▶ _PROVIDED DATA_:
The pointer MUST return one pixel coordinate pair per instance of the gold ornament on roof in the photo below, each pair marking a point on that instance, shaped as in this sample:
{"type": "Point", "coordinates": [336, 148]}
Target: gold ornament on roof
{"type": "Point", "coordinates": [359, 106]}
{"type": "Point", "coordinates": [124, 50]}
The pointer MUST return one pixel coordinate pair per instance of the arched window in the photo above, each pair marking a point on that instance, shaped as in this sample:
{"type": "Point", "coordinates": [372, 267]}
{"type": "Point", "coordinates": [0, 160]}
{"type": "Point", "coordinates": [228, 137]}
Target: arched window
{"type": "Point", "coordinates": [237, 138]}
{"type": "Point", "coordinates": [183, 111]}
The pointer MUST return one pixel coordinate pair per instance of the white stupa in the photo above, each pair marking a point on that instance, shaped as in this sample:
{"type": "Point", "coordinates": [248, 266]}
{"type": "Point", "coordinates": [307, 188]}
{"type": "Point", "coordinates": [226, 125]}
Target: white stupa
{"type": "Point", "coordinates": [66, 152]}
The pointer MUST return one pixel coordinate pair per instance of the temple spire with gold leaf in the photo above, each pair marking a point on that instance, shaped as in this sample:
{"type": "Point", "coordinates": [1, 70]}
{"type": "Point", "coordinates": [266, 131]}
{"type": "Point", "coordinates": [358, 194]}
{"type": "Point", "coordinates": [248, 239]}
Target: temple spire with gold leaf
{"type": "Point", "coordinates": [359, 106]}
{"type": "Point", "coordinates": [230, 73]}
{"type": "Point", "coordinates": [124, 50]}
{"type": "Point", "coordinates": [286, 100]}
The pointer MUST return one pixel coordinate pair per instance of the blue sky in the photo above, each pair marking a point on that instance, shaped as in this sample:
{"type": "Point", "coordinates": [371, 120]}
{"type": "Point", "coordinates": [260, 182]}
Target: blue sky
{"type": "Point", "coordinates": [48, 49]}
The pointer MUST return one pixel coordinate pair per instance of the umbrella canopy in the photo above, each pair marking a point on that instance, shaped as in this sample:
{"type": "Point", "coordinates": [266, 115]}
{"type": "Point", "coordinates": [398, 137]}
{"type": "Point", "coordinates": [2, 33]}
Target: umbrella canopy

▶ _ASSIGNMENT_: Lines holding the string "umbrella" must be copied out of the entries above.

▶ _RESPONSE BOX_:
The pointer MUST return one pixel coordinate pair per instance of the umbrella canopy in the photo above, each pair marking a point on that instance, shaped as in this sample:
Target: umbrella canopy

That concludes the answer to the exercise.